DIRECTION:
Could you swap "coordinates" for "positions" in the lines, starting at the line that has "In this exercise you will label the decorative" and stopping after the line that has "In this exercise you will label the snow-covered mound", while leaving everything else unchanged? Give only those lines, and leave the picture out of your answer.

INFORMATION SHOWN:
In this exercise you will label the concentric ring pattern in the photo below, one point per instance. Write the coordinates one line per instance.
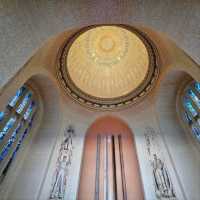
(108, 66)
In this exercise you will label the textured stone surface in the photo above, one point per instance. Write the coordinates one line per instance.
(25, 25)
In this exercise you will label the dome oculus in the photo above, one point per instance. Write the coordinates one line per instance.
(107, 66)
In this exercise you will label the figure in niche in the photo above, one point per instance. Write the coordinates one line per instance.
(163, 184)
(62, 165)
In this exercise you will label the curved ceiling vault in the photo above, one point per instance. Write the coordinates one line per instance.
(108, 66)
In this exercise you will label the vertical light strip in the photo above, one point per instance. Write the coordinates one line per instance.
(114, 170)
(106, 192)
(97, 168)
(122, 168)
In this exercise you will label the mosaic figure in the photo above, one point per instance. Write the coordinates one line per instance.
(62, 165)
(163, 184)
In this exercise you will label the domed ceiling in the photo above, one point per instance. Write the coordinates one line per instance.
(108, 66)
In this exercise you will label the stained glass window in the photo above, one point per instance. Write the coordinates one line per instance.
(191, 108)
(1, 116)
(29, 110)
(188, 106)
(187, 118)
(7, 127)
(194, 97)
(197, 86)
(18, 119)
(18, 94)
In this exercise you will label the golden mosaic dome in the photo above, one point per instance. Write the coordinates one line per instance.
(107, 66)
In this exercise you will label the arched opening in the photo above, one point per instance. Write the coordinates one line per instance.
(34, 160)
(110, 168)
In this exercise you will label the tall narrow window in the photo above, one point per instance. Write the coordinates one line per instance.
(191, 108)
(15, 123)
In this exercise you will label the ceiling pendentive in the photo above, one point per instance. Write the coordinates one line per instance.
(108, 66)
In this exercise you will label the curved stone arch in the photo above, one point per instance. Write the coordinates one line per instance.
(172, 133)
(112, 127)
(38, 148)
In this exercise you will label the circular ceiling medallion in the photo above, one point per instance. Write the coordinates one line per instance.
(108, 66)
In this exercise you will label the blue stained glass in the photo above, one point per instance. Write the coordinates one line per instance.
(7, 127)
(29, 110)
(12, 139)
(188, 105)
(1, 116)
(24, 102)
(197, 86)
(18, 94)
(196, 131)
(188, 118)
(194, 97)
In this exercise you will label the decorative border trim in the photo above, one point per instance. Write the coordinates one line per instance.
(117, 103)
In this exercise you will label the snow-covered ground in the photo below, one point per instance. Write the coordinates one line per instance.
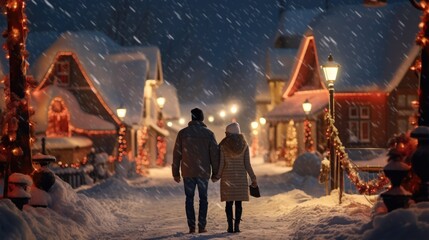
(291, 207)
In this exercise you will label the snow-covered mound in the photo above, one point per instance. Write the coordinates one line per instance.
--
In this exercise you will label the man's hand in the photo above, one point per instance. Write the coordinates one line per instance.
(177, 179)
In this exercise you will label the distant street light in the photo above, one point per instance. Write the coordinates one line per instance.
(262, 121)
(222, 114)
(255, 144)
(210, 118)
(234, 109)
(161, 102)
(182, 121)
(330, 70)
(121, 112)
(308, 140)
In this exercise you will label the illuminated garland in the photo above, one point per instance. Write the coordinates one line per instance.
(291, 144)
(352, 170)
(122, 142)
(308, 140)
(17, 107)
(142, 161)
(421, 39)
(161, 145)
* * *
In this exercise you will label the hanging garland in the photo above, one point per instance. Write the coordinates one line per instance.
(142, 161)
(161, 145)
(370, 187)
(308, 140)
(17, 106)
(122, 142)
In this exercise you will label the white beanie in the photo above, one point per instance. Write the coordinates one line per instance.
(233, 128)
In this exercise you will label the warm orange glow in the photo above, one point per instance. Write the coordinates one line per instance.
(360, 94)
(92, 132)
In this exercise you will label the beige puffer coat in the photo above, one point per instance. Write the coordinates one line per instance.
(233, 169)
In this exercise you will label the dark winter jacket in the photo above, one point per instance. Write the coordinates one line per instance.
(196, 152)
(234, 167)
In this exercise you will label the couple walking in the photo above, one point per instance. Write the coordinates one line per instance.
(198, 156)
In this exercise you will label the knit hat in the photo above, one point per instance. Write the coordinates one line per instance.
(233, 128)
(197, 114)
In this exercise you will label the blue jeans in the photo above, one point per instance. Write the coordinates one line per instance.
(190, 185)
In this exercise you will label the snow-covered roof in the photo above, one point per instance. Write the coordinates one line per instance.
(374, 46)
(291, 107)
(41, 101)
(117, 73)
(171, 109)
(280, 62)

ANSWER FOR THE TASK:
In this exercise you will label the decorative border trim in the photo above, one point per instance. Write the positions one line per instance.
(117, 103)
In this exercise you will label the snow-covered ground in the photo below, one point per instance. Write the positions one line per instance.
(291, 207)
In this exercise you will label the snow-covered mound in the photo above, one point per instance. Write the positions one line per instance.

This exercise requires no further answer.